▶ [Complete the following]
**a)** Write out the passage of the forum question about simple sequence repeats from "Here AT and" to "25 and so on)".
**b)** In the forum question about simple sequence repeats, in which programming language does the writer hope to find a simpler way to do the search?
**c)** Carry on the forum question about simple sequence repeats from the point where it stops.

▶ [Source extract]
Question

I have to find Simple sequence repeats and have to store each unique repeat along with their position. I have already written a perl code to do that(which does have tons of if and for for finding repeats till pentamers). My question is, is there some simpler way to do this in java, like some regex or something which searches the string and returns me the count of consecutive repeats and positions, something which doesn't involves many control statements and iterations.

Update: A simple sequence repeat(SSR) is simply a uninterrupted repeated string of characters, starting from dimer(i.e two different characters repeating together.). It is like a word being repeated in a sentence continuously without break. In case of DNA, it would look like

AATTAAAATTTTAAAAAAAAGGGCCCTTTAA[ATATATATATATAT]AAGGGATTTAAGGAATTAAGA[TGATGATGATGATGA]TGGTAG

Here AT and TGA are simple sequence repeats, AT is a dimer, and TGA is a trimer. What I have to find is the start position of Sequence repeat,how many times it is being repeated(i.e. the length) and which sequence it is(i.e AT is for example starting at position 6, it is being repeated 10 times, TGA is starting at position 25 and so on)

My perl code :(And it is kind of buggy)

my $i=0;
my $j=0;
my $dna;
my $m2=0;
my $m4=0;
my $m3=0;
my $m5=0;
my $temp1;
my $temp2;
my $min;

print "Please enter DNA sequence : ";
$dna=<>;
my $firstdi;
my $seconddi;
my $thirddi;
my $fourthdi;
my $fifthtet;
my $firsttet;
my $secondtet;
my $thirdtet;
my $fourthtet;
my $fifthtet;
my $firsttri;
my $secondtri;
my $thirdtri;
my $fourttri;
my $fifthtri;
my $firstpent;
my $secondpent;
my $thirdpent;
my $fourtpent;
my $fifthpent;
print "\n";
print "Please enter the length to search for : ";
$motif=<>;
print "\n";
print "Please enter the minimum number of motif repeats : " ;
$min=<>;
chomp($dna);
chomp($motif);
chomp($min);
my @output;
my @codearr = split //, $dna;
print "\n";print @codearr;print "\n";
my $arrsize=@codearr;
print "\nSize : ";
print "\n";print $arrsize; print "\n";
print "Output : ";
my $total=0;


if($motif==2)
{
for($i=0;$i<($arrsize-2);$i=$i+$motif)
{
    if($codearr[$i] ne $codearr[$i+1])

▶ [Supplied data]
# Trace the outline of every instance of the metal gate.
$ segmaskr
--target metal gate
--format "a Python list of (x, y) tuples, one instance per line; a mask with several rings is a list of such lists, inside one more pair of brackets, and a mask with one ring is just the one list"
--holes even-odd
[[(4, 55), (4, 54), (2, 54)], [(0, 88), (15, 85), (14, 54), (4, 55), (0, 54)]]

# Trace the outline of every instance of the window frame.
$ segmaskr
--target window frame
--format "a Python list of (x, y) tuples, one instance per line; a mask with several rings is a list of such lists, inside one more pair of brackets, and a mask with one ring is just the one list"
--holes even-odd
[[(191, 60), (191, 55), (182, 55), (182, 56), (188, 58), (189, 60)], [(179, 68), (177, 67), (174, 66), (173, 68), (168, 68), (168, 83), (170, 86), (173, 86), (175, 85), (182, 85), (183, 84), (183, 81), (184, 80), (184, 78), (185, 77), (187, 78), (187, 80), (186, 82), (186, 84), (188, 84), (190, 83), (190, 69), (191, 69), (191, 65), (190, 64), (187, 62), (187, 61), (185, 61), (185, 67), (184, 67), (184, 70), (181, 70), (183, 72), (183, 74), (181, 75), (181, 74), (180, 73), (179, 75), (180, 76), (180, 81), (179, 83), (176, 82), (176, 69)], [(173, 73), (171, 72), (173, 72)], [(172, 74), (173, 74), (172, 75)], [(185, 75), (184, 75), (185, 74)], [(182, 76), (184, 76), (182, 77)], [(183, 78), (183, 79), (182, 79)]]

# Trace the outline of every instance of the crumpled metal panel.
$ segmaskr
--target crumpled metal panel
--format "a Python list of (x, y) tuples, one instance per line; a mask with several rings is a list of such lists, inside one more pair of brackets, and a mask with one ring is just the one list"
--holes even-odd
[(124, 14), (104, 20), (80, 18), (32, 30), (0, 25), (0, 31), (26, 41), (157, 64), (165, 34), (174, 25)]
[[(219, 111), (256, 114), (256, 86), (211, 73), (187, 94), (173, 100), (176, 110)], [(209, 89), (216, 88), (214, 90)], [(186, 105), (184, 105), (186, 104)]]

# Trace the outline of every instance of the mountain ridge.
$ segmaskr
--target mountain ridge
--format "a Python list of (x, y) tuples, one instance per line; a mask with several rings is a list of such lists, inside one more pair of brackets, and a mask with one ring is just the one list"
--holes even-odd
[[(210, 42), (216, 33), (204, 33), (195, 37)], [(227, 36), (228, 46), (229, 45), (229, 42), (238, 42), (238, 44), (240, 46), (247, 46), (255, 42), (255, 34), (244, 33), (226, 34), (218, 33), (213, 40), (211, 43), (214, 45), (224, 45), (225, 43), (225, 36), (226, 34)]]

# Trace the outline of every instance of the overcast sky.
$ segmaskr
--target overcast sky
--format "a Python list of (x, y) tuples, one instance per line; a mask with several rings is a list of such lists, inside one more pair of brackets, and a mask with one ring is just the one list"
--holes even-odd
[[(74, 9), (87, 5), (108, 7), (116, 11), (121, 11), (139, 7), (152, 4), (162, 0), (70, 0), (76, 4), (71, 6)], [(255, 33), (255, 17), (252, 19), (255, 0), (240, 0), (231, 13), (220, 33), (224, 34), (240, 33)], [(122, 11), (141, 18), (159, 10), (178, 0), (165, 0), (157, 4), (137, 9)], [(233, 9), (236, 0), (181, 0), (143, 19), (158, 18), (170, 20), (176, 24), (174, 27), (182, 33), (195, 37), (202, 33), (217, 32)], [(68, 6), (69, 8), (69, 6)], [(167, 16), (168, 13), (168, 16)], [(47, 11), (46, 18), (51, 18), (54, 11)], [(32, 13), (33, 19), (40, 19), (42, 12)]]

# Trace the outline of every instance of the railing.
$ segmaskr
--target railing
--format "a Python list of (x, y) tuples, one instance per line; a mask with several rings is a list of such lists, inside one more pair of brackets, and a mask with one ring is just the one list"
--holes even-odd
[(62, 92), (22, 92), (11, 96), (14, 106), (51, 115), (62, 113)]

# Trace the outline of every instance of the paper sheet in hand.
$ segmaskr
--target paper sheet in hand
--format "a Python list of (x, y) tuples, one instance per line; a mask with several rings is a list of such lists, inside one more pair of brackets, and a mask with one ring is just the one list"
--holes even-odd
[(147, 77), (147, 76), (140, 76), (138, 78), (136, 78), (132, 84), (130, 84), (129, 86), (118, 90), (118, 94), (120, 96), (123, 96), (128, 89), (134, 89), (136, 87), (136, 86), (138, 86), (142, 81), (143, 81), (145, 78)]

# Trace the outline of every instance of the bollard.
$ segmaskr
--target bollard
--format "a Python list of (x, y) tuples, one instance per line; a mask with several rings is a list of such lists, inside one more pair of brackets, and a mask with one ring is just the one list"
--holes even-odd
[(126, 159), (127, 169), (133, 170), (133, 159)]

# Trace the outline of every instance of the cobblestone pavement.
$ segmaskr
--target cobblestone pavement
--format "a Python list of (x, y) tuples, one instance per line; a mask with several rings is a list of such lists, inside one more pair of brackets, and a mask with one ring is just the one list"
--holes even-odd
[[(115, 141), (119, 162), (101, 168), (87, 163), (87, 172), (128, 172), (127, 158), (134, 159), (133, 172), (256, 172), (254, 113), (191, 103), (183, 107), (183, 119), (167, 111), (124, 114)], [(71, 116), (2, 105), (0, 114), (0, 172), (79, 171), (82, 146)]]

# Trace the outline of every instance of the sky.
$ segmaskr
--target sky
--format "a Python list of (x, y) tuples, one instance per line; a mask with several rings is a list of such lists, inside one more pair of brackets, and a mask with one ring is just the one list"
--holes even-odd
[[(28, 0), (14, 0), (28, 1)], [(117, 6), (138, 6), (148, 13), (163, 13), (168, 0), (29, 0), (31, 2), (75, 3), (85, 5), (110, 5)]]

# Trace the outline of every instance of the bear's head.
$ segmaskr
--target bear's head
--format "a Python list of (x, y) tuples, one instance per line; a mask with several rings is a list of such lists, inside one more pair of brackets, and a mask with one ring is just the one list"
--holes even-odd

▶ [Answers per task]
**a)**
Here AT and TGA are simple sequence repeats, AT is a dimer, and TGA is a trimer. What I have to find is the start position of Sequence repeat,how many times it is being repeated(i.e. the length) and which sequence it is(i.e AT is for example starting at position 6, it is being repeated 10 times, TGA is starting at position 25 and so on)

**b)** Java

**c)**
    {
  $temp1 = join( "",$codearr[$i],$codearr[$i+1]);
  $temp2 = join( "",$codearr[$i+2],$codearr[$i+3]);
   if($temp1 eq $temp2)
 {
 if($m2==0)
 {
 $ms1=$i;
 }
 $total++;
 $m2++;
 }
}
}
}



if($motif==3)
{
for($i=0;$i<($arrsize-2);$i=$i+$motif)
{if($codearr[$i] ne $codearr[$i+1])
    {
  $temp1 = join( "",$codearr[$i],$codearr[$i+1]);
  $temp2 = join( "",$codearr[$i+2],$codearr[$i+3]);
   if($temp1 eq $temp2)
 {
  if($m2==0)
 {
 $ms1=$i;
 }
 $m2++;
  $total++;
 }
}
}

for($i=0;$i<($arrsize-3);$i=$i+$motif)
{if($codearr[$i] ne $codearr[$i+1])
    {
$temp1 = join( "",$codearr[$i],$codearr[$i+1],$codearr[$i+2]);
$temp2 = join( "",$codearr[$i+3],$codearr[$i+4],$codearr[$i+5]);
 if($temp1 eq $temp2)
 {
  if($m3==0)
 {
 $ms3=$i;
 }
 $m3++;
  $total++;
 }
}
}
}



if($motif==4)
{
for($i=0;$i<($arrsize-2);$i=$i+$motif)
{
    if($codearr[$i] ne $codearr[$i+1])
    {
  $temp1 = join( "",$codearr[$i],$codearr[$i+1]);
  $temp2 = join( "",$codearr[$i+2],$codearr[$i+3]);
   if($temp1 eq $temp2)
 {
  if($m2==0)
 {
 $ms1=$i;
 }
 $m2++;
  $total++;
 }
}
}
for($i=0;$i<($arrsize-3);$i=$i+$motif)
{
    if($codearr[$i] ne $codearr[$i+1])
    {
$temp1 = join( "",$codearr[$i],$codearr[$i+1],$codearr[$i+2]);
$temp2 = join( "",$codearr[$i+3],$codearr[$i+4],$codearr[$i+5]);
 if($temp1 eq $temp2)
 {
  if($m3==0)
 {
 $ms3=$i;
 }
 $m3++;
  $total++;
 }
}
}
for($i=0;$i<($arrsize-4);$i=$i+$motif)
{
    if($codearr[$i] ne $codearr[$i+1])
    {
$temp1 = join( "",$codearr[$i],$codearr[$i+1],$codearr[$i+2],$codearr[$i+3]);
$temp2 = join( "",$codearr[$i+4],$codearr[$i+5],$codearr[$i+6],$codearr[$i+7]);
 if($temp1 eq $temp2)
 {
  if($m4==0)
 {
 $ms4=$i;
 }
 $m4++;
  $total++;
 }
}
}
}



if($motif==5)
{
for($i=0;$i<($arrsize-2);$i=$i+$motif)
{if($codearr[$i] ne $codearr[$i+1])
    {
  $temp1 = join( "",$codearr[$i],$codearr[$i+1]);
  $temp2 = join( "",$codearr[$i+2],$codearr[$i+3]);
   if($temp1 eq $temp2)
 {
  if($m2==0)
 {
 $ms1=$i;
 }
  $total++;
 $m2++;
 }
}  }
for($i=0;$i<($arrsize-3);$i=$i+$motif)
{
    if($codearr[$i] ne $codearr[$i+1])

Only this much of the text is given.